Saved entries

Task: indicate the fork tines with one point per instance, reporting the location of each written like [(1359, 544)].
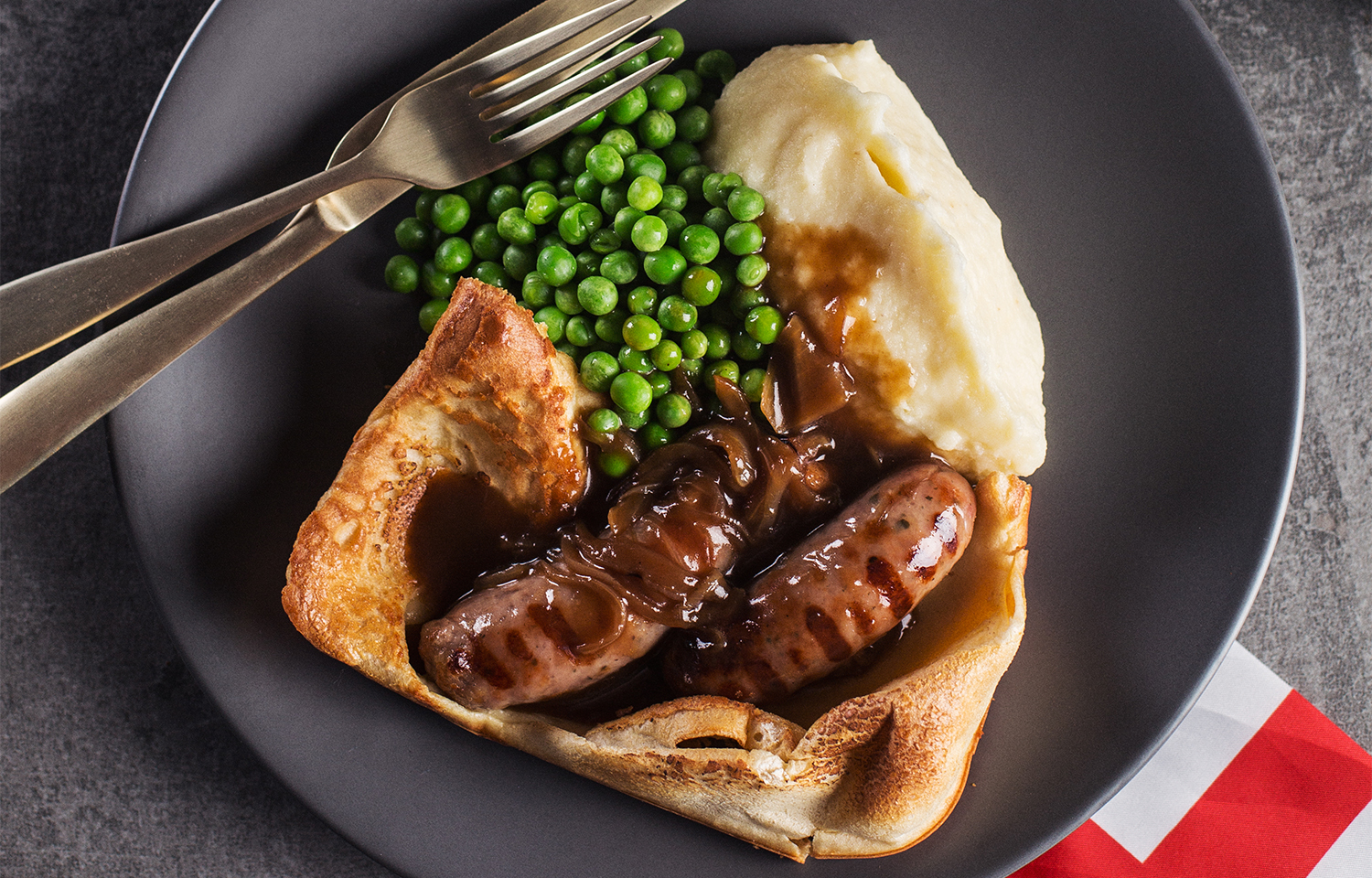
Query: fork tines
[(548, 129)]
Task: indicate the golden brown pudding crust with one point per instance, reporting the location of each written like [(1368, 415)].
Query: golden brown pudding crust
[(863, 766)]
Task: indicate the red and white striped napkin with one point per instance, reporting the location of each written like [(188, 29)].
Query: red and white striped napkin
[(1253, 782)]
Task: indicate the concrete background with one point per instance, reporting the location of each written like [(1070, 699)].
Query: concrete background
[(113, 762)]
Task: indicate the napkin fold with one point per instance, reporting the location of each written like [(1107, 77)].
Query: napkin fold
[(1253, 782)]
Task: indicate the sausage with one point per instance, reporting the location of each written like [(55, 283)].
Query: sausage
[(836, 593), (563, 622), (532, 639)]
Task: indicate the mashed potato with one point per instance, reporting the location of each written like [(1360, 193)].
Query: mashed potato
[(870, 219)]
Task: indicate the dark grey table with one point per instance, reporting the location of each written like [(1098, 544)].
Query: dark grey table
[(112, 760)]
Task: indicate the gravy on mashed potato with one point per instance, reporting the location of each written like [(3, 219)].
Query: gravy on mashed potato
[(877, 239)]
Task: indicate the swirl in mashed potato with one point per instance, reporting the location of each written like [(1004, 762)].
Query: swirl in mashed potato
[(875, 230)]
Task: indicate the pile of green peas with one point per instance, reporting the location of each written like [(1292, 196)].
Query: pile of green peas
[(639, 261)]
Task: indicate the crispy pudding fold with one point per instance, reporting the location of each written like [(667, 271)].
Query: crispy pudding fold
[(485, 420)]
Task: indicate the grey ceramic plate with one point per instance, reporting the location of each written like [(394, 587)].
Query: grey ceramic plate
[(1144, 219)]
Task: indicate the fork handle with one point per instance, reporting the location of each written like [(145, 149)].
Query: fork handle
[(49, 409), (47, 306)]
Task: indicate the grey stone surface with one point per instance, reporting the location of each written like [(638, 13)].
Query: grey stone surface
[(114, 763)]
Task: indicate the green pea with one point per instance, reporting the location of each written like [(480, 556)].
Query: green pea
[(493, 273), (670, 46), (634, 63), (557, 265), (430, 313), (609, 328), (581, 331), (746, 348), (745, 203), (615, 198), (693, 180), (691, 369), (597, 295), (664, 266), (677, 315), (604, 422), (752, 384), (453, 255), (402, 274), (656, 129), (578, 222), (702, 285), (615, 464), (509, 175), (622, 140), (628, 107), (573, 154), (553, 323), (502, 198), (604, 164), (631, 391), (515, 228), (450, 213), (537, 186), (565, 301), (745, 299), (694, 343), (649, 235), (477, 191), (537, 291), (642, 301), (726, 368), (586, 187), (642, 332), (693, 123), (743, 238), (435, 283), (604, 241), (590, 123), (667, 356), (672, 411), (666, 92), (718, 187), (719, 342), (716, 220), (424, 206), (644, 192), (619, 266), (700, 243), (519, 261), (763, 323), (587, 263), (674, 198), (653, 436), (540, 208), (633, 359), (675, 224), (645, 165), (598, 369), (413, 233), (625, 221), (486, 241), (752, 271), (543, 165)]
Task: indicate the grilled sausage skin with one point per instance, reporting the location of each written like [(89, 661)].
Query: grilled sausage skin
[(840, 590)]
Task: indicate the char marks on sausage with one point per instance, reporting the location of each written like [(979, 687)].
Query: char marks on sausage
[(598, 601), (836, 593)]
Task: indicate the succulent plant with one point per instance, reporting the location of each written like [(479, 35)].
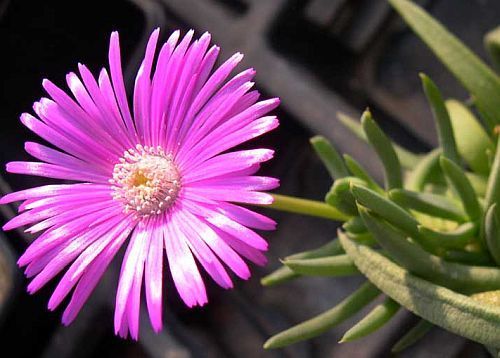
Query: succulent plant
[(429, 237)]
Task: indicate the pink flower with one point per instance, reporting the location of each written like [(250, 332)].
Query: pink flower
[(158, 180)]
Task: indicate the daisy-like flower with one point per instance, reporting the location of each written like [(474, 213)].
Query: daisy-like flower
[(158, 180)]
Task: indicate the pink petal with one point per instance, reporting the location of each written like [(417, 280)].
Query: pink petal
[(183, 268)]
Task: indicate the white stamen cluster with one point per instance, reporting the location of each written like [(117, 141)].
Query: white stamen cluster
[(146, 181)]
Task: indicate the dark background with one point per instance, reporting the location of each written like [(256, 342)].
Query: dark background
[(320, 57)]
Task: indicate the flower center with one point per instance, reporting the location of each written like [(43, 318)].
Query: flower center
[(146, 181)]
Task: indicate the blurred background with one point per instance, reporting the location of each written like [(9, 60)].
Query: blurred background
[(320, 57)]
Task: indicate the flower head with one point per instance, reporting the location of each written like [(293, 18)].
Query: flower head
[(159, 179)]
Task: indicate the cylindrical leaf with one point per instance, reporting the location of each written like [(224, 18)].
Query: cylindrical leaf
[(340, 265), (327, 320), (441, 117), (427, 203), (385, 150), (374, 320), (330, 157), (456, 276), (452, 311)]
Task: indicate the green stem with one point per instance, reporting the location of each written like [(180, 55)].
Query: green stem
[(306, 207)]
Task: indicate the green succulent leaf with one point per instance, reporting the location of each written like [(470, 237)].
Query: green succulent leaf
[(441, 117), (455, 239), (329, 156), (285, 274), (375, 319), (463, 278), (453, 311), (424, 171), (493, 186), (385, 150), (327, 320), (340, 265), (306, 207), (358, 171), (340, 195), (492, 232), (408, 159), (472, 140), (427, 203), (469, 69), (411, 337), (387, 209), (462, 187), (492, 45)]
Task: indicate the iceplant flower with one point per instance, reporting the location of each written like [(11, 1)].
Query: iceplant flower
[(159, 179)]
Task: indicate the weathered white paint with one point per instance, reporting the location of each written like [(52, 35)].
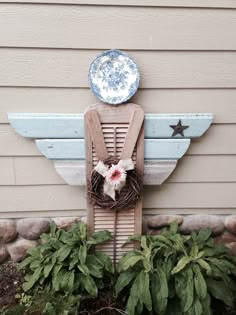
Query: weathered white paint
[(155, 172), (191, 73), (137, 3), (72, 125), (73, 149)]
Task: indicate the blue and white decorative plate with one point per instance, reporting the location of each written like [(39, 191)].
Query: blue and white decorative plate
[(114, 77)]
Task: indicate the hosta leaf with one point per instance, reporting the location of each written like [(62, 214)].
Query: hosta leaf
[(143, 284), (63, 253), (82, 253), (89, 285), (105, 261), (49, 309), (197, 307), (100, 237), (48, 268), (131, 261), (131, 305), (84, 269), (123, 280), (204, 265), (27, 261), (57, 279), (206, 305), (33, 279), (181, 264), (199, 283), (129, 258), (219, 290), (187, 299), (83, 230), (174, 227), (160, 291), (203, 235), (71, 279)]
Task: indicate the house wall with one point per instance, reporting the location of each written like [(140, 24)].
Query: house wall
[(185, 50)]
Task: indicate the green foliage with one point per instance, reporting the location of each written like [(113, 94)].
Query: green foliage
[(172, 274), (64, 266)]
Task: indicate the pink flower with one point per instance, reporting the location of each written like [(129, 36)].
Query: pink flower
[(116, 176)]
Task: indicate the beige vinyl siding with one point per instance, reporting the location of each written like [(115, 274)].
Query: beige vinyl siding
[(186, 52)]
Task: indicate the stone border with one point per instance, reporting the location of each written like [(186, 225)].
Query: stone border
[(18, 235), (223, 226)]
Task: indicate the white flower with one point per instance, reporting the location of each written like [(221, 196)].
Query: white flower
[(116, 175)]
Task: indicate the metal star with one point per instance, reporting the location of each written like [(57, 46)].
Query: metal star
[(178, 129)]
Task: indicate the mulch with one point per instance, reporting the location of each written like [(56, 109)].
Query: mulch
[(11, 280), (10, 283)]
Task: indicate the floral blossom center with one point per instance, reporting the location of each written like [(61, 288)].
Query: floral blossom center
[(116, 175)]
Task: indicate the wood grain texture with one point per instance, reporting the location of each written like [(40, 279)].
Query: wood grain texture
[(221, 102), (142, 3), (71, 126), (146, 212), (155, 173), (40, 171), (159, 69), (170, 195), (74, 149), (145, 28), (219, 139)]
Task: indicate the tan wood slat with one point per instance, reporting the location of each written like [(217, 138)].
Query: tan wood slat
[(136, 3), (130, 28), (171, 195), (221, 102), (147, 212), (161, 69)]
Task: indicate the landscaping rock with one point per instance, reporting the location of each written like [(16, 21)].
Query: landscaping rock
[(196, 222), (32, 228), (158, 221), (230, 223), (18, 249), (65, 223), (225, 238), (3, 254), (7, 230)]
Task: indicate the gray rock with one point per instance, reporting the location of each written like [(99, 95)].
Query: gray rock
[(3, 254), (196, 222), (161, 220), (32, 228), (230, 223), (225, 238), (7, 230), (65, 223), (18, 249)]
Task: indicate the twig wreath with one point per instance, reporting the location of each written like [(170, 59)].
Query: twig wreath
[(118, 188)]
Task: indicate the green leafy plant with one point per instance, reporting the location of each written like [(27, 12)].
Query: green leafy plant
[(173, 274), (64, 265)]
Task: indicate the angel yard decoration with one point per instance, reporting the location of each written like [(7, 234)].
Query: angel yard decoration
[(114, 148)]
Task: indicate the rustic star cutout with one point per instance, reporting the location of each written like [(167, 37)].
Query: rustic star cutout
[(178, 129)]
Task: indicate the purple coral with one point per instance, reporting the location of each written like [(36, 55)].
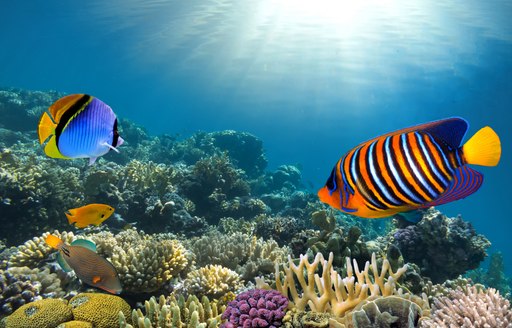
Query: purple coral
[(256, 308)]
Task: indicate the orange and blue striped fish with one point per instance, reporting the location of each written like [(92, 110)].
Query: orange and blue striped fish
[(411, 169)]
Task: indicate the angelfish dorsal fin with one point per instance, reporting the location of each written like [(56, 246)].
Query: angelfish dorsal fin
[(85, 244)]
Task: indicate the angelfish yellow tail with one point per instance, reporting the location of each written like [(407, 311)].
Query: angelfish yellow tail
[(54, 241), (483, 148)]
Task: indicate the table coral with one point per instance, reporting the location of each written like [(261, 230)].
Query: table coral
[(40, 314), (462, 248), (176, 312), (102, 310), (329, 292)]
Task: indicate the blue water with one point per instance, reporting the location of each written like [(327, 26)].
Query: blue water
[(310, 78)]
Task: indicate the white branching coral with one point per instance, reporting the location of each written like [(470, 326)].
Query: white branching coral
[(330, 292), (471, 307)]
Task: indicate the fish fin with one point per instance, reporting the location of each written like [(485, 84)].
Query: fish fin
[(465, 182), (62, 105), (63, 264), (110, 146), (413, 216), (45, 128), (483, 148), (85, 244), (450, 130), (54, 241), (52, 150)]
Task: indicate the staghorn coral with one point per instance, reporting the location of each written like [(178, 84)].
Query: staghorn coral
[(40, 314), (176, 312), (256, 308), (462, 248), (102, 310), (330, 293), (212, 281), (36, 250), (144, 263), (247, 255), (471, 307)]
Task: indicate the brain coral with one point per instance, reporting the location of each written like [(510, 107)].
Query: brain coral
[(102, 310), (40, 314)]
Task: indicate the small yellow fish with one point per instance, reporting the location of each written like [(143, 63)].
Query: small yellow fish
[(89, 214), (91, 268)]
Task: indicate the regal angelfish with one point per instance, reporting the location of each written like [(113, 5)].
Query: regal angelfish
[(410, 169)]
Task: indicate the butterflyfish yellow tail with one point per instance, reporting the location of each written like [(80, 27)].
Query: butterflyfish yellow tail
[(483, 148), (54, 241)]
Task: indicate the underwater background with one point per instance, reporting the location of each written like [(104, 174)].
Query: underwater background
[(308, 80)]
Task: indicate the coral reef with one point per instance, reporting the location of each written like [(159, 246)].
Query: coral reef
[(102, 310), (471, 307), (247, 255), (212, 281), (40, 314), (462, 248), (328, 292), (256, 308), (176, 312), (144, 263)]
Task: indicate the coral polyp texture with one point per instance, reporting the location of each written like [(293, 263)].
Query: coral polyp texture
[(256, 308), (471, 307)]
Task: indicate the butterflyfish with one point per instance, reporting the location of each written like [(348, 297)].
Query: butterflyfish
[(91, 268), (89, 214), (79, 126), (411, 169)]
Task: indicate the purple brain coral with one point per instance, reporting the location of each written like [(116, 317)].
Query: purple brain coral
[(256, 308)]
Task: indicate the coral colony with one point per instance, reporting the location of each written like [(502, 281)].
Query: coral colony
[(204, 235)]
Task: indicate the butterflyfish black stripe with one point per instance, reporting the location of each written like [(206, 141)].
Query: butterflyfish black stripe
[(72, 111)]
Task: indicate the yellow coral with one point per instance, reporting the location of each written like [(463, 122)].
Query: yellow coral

**WORK REQUIRED:**
Starting with the line that holds "Task: indicate the blue and" and ending with the line that holds "Task: indicate the wood", retype every line in the data above exactly, and nothing else.

**RESULT OF THIS TASK:**
Task: indicate the blue and white decorative plate with one point per instance, reporting the location of each written like [(39, 191)].
Query: blue and white decorative plate
[(114, 77)]
Task: indicate the hosta leaf with one point per instance, reporting the location of each written like [(62, 214)].
Query: hosta leaf
[(143, 284), (63, 253), (82, 253), (89, 285), (105, 261), (49, 309), (197, 307), (100, 237), (48, 268), (131, 261), (131, 305), (84, 269), (123, 280), (204, 265), (27, 261), (57, 279), (206, 305), (33, 279), (181, 264), (199, 283), (129, 258), (219, 290), (187, 299), (83, 230), (174, 227), (160, 291), (203, 235), (71, 279)]
Task: indicate the house wall with one point per instance, reporting the location of each written like [(140, 24)].
Query: house wall
[(185, 50)]
Task: indicate the green foliage with one point per instance, reporting the location of each written like [(113, 94)].
Query: green foliage
[(172, 274), (64, 266)]
Task: indicate the pink flower with one point per instance, reporting the location of each written like [(129, 36)].
Query: pink flower
[(116, 176)]
Task: indicate the beige vinyl siding with one point per instance, reporting the location of each written like [(115, 274)].
Query: beige vinyl siding
[(186, 52)]
Task: indicate the stone border with one point per instance, reporting the location of each written like [(186, 225)].
Query: stone border
[(18, 235), (223, 226)]
Task: indicate the white flower with one point per instance, reporting the location of each written like [(221, 196)].
Query: white flower
[(116, 175)]
Task: indicate the metal star with one point per instance, reporting the location of each written like [(57, 46)].
Query: metal star
[(178, 129)]
Task: indicate the mulch with one point per instance, reporting the location of each written like [(56, 109)].
Query: mulch
[(11, 280), (10, 283)]
Task: indicate the floral blossom center with one point per instance, reporting the location of each written like [(61, 288)].
Query: floral blossom center
[(116, 175)]
Task: indicate the wood grain texture with one point per instance, reporting the location of each written like [(40, 279)].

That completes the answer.